## DOCUMENT SEGMENT
========================================================================
Open kcorreia opened 5 years ago
This does indeed look like a bug. However, including subsystem information can be done in a much better and more standardized way. Maybe the following approach can solve the specific problem for now, before the BiGG validator can be fixed.
The groups
package for SBML is useful to define collections of arbitrary model components. Most models in BiGG use it to define subsystems as a group of reaction. Here is an example from the e_coli_core
model:
<sbml xmlns="http://www.sbml.org/sbml/level3/version1/core" fbc:required="false" groups:required="false" level="3" version="1" ... xmlns:fbc="http://www.sbml.org/sbml/level3/version1/fbc/version2" xmlns:groups="http://www.sbml.org/sbml/level3/version1/groups/version1">
...
========================================================================
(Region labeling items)

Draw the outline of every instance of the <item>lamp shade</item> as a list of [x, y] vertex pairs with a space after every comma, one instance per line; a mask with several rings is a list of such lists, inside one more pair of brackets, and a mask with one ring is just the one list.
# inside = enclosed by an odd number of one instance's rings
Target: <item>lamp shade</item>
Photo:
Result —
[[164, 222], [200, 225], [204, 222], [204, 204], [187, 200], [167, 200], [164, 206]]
========================================================================
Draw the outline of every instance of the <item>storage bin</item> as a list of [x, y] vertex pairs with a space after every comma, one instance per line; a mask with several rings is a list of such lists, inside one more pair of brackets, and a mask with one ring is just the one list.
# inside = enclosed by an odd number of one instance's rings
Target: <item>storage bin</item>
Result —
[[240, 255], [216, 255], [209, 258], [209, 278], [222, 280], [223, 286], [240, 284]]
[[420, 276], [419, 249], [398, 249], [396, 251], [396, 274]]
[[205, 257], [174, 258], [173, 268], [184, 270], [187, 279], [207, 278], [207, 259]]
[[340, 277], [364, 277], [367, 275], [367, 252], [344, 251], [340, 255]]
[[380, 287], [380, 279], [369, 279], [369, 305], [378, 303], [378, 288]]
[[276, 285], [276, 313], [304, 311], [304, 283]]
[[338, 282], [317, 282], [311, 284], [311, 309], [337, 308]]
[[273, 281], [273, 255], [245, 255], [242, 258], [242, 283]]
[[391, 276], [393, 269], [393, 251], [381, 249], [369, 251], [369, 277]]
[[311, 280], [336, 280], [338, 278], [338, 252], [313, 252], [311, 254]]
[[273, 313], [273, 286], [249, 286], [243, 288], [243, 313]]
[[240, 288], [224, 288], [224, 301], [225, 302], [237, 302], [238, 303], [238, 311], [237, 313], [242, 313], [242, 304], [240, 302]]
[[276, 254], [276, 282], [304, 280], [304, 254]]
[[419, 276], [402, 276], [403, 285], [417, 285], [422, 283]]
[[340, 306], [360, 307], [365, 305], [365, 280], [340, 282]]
========================================================================
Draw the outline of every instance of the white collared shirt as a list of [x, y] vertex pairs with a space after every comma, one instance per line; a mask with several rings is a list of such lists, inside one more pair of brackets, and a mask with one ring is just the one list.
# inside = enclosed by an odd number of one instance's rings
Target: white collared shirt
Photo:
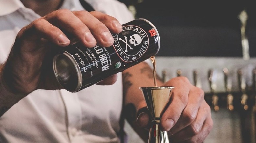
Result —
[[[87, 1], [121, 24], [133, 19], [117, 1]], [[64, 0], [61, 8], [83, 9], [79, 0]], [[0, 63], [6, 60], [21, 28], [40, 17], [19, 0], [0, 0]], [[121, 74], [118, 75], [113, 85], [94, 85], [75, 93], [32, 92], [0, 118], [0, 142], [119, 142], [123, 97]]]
========================================================================
## REQUIRED WORK
1) In the SBML groups comment, which model is the example taken from?
2) In the SBML groups comment, swap "bug" for "defect" and write out the passage between "Open kcorreia opened" and "can be fixed.", inclusive.
3) Extend the comment on SBML subsystem groups from its last line.

## ANSWERS GIVEN
1) The e_coli_core model.

2)
Open kcorreia opened 5 years ago
This does indeed look like a defect. However, including subsystem information can be done in a much better and more standardized way. Maybe the following approach can solve the specific problem for now, before the BiGG validator can be fixed.

3)
<model ...>
<groups:listOfGroups xmlns:groups="http://www.sbml.org/sbml/level3/version1/groups/version1">
<groups:group groups:id="g1" groups:kind="partonomy" groups:name="Pyruvate Metabolism" sboTerm="SBO:0000633">
<groups:listOfMembers>
<groups:member groups:idRef="R_ACALD" />
<groups:member groups:idRef="R_ACKr" />
...
</groups:listOfMembers>
</groups:group>
...
<listOfReactions>
<reaction id="R_ACALD" ... name="Acetaldehyde dehydrogenase (acetylating)"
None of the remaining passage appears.